■ **Exercise brief**:
Reproduce the lines of the records below verbatim, from the line containing "trace --target=plaid shirt" through the end of the records.

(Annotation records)
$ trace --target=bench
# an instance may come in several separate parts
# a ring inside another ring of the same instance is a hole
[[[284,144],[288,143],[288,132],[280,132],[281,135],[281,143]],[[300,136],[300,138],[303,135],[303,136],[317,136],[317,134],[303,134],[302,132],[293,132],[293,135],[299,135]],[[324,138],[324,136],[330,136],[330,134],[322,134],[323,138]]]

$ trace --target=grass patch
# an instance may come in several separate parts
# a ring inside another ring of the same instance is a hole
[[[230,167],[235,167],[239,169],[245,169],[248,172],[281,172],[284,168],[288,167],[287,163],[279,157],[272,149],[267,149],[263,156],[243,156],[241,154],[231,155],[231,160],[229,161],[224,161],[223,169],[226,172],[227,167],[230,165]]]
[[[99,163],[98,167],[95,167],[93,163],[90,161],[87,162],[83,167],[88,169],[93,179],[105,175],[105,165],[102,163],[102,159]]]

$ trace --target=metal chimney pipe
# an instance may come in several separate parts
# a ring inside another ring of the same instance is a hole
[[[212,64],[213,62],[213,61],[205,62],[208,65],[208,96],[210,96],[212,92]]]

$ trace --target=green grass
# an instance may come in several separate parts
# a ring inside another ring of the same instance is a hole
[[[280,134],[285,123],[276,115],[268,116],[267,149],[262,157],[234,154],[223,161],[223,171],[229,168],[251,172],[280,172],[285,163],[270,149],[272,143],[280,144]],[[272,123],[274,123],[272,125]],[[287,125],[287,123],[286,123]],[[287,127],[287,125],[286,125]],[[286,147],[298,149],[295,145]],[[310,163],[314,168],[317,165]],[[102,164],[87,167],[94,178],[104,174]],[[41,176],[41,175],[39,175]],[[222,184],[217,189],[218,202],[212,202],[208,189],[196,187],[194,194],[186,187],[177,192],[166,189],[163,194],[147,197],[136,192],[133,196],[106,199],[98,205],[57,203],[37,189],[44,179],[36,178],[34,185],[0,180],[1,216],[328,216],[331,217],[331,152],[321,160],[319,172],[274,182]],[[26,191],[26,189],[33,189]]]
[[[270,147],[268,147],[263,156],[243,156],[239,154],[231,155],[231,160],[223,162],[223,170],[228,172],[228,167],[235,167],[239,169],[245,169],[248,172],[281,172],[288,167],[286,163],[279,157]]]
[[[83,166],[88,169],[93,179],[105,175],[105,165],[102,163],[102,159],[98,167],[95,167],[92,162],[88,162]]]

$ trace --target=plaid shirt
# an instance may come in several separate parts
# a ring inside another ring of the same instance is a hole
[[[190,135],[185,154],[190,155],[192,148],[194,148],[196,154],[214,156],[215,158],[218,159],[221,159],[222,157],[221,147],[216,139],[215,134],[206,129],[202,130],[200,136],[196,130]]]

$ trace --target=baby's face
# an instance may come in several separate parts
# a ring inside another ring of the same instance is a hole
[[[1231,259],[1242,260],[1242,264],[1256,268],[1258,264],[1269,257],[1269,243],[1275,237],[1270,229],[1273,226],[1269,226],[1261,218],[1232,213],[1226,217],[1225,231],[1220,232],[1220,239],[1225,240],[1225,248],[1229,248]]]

■ **Output of the exercise**:
$ trace --target=plaid shirt
# an instance may come in several separate parts
# a ring inside another ring of the same instance is a hole
[[[190,135],[185,154],[190,155],[192,148],[194,148],[196,154],[214,156],[215,158],[218,159],[221,159],[222,157],[221,147],[216,139],[215,134],[206,129],[202,130],[200,136],[196,130]]]

$ trace --target=baby's face
# an instance may come in several separate parts
# a ring inside another ring of the same instance is a hole
[[[1231,259],[1242,260],[1242,264],[1256,268],[1258,264],[1269,257],[1269,243],[1275,237],[1270,229],[1273,226],[1269,226],[1261,218],[1232,213],[1226,217],[1225,231],[1220,232],[1220,239],[1225,240],[1225,248],[1229,248]]]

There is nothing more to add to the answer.